[START OF Supplied entries]

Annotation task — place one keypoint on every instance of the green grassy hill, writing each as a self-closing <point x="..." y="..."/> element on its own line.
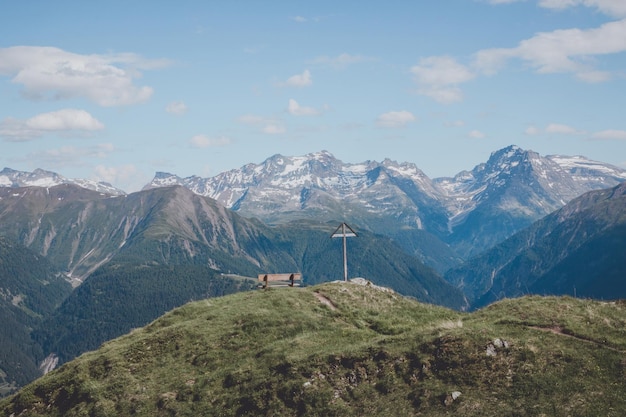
<point x="346" y="349"/>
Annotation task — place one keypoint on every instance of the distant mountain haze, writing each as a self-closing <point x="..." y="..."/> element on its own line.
<point x="520" y="223"/>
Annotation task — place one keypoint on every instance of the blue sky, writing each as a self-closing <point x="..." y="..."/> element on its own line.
<point x="118" y="90"/>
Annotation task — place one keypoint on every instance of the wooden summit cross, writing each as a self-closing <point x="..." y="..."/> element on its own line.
<point x="344" y="231"/>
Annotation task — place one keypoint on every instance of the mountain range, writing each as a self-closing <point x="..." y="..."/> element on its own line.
<point x="470" y="212"/>
<point x="579" y="250"/>
<point x="41" y="178"/>
<point x="519" y="223"/>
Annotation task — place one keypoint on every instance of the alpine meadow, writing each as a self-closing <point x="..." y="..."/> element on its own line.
<point x="411" y="208"/>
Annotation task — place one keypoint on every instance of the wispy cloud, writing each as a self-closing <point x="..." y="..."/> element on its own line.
<point x="476" y="134"/>
<point x="438" y="77"/>
<point x="566" y="130"/>
<point x="203" y="141"/>
<point x="395" y="119"/>
<point x="561" y="51"/>
<point x="610" y="134"/>
<point x="65" y="122"/>
<point x="70" y="155"/>
<point x="265" y="125"/>
<point x="115" y="174"/>
<point x="296" y="109"/>
<point x="560" y="129"/>
<point x="298" y="80"/>
<point x="52" y="73"/>
<point x="341" y="61"/>
<point x="616" y="8"/>
<point x="176" y="107"/>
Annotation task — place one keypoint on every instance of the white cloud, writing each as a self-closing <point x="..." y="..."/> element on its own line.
<point x="438" y="77"/>
<point x="48" y="72"/>
<point x="299" y="80"/>
<point x="66" y="121"/>
<point x="561" y="129"/>
<point x="203" y="141"/>
<point x="454" y="123"/>
<point x="176" y="107"/>
<point x="296" y="109"/>
<point x="117" y="174"/>
<point x="561" y="51"/>
<point x="274" y="129"/>
<point x="70" y="155"/>
<point x="476" y="134"/>
<point x="250" y="119"/>
<point x="341" y="61"/>
<point x="615" y="8"/>
<point x="395" y="119"/>
<point x="532" y="131"/>
<point x="609" y="135"/>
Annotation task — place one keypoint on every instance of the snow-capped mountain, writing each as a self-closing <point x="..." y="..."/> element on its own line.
<point x="282" y="188"/>
<point x="41" y="178"/>
<point x="472" y="211"/>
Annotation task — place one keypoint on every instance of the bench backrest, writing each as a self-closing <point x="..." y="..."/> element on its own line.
<point x="291" y="278"/>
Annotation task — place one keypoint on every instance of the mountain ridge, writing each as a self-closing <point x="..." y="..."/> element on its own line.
<point x="577" y="250"/>
<point x="471" y="211"/>
<point x="342" y="349"/>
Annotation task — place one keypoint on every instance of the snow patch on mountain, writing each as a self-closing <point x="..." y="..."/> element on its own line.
<point x="42" y="178"/>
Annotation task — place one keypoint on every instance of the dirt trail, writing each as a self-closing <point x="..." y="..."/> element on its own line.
<point x="325" y="301"/>
<point x="559" y="330"/>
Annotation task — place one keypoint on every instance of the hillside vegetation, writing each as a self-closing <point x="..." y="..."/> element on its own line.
<point x="345" y="349"/>
<point x="30" y="289"/>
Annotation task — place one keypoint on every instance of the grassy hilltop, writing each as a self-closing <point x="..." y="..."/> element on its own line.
<point x="346" y="349"/>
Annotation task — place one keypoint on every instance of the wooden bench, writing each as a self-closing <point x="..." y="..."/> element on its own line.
<point x="281" y="280"/>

[END OF Supplied entries]

- Stated problem -
Reproduce everything from the line containing "wooden bench, writing" down to the end of the data, requests included. Scale every point coordinate in the answers by 1.25 and round to whole numbers, rounding halves up.

- Answer for the task -
Annotation task — place one keypoint on every instance of the wooden bench, writing each as a self-closing <point x="..." y="..."/> element on its own line.
<point x="351" y="350"/>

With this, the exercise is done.